**MATERIAL TO PROCESS:**
▼
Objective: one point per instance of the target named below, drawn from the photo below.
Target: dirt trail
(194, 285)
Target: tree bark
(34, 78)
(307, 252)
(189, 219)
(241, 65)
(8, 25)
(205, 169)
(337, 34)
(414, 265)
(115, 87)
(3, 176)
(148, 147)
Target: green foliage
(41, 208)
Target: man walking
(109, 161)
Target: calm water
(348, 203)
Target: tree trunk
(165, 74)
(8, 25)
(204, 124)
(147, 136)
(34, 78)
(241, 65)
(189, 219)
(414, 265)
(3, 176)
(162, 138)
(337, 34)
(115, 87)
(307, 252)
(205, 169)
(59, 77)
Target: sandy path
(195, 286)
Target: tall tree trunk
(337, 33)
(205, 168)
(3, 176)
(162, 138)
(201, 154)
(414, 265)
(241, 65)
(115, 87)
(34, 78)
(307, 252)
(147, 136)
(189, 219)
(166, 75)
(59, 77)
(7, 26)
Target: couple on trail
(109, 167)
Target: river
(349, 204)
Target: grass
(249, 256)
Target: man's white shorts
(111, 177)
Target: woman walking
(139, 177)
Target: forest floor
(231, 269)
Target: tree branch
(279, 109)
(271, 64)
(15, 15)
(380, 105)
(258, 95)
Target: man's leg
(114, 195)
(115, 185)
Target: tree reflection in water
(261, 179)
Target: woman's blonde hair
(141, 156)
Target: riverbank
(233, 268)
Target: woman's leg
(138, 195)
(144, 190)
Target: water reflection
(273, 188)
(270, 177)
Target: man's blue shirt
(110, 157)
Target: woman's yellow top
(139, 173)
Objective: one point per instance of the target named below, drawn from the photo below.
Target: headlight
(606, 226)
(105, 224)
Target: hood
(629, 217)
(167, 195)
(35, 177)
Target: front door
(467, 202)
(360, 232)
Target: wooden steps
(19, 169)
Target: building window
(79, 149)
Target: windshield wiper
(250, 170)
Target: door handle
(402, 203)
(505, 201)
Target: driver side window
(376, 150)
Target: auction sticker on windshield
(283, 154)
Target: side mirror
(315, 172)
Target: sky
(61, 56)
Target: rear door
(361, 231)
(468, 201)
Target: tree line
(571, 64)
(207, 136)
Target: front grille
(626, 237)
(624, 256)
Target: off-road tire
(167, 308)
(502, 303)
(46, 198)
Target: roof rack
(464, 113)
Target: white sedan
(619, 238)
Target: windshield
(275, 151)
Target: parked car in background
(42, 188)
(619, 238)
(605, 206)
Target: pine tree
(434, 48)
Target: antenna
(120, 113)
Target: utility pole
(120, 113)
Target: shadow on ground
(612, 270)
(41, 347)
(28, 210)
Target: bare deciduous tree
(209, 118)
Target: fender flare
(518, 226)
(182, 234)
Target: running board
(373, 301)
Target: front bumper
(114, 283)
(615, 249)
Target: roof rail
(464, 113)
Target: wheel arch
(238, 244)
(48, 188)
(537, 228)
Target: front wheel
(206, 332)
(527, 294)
▲
**PROBLEM TO SOLVE:**
Copy out the entries. Leave every line exactly as it is.

**RESULT FOR THIS EXERCISE:**
Objective: one point per instance of the target named below, drawn from the photo below.
Target: dirt trail
(194, 285)
Target: tree bark
(34, 78)
(307, 252)
(189, 219)
(241, 65)
(8, 25)
(205, 169)
(337, 34)
(414, 265)
(115, 87)
(3, 176)
(148, 147)
Target: green foliage
(41, 208)
Target: man walking
(109, 161)
Target: calm water
(348, 203)
Target: tree trunk
(165, 74)
(8, 25)
(204, 124)
(147, 136)
(34, 78)
(241, 65)
(189, 219)
(414, 265)
(3, 176)
(162, 138)
(337, 34)
(115, 87)
(307, 252)
(205, 169)
(59, 77)
Target: sandy path
(195, 286)
Target: tall tree trunk
(337, 33)
(205, 168)
(3, 176)
(162, 138)
(201, 154)
(414, 265)
(241, 65)
(115, 87)
(34, 78)
(307, 252)
(147, 136)
(189, 219)
(166, 75)
(59, 77)
(7, 26)
Target: couple on trail
(109, 167)
Target: river
(349, 204)
Target: grass
(249, 256)
Target: man's white shorts
(111, 177)
Target: woman walking
(139, 177)
Target: forest floor
(231, 269)
Target: tree branch
(279, 109)
(271, 64)
(15, 15)
(380, 105)
(258, 95)
Target: man's leg
(114, 195)
(115, 185)
Target: tree reflection in water
(261, 179)
Target: woman's blonde hair
(141, 156)
Target: riverbank
(233, 268)
Target: woman's leg
(138, 195)
(144, 190)
Target: water reflection
(273, 188)
(270, 177)
Target: man's blue shirt
(110, 157)
Target: woman's yellow top
(139, 173)
Objective: one point per instance of the target named below, drawn from the photo below.
Target: headlight
(606, 226)
(105, 224)
Target: hood
(629, 217)
(167, 195)
(35, 177)
Target: front door
(467, 202)
(360, 232)
Target: wooden steps
(19, 169)
Target: building window
(79, 149)
Target: windshield wiper
(250, 170)
Target: door handle
(402, 203)
(505, 201)
Target: driver side window
(376, 150)
Target: auction sticker on windshield
(283, 154)
Target: side mirror
(315, 172)
Target: sky
(61, 56)
Target: rear door
(361, 231)
(468, 201)
Target: tree line
(571, 64)
(207, 136)
Target: front grille
(626, 237)
(624, 256)
Target: off-road tire
(167, 308)
(502, 303)
(46, 198)
Target: roof rack
(464, 113)
Target: white sedan
(619, 238)
Target: windshield
(275, 151)
Target: parked car in background
(42, 188)
(619, 238)
(605, 206)
Target: pine tree
(434, 48)
Target: antenna
(120, 113)
Target: utility pole
(120, 113)
Target: shadow on ground
(612, 270)
(41, 347)
(28, 210)
Target: bare deciduous tree
(209, 118)
Target: fender flare
(518, 226)
(182, 234)
Target: running board
(373, 301)
Target: front bumper
(114, 283)
(615, 249)
Target: roof rail
(464, 113)
Target: wheel arch
(238, 244)
(48, 188)
(537, 228)
Target: front wheel
(206, 332)
(527, 294)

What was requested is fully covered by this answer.